··· Dataset extract
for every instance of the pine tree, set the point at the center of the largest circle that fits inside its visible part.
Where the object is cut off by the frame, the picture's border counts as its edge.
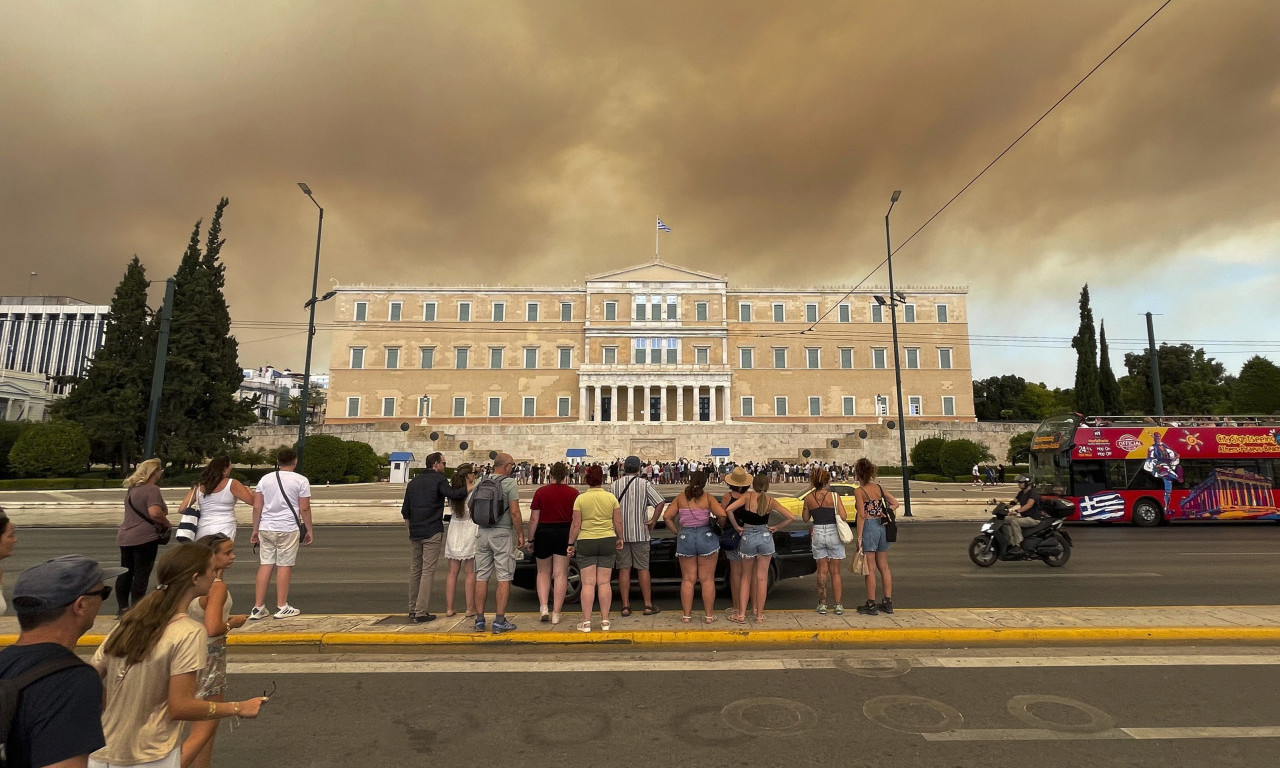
(1112, 402)
(1088, 398)
(110, 402)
······
* _Goal of the exercise_:
Return every entry word for word, leaving the pictures out.

* _Expected answer_:
for every instance of the pine tree, set the point at the center of the largest circle that fits inside its visible part.
Where the object is cut off by the frame, the picture's border counts as its edge.
(1112, 402)
(1088, 398)
(110, 402)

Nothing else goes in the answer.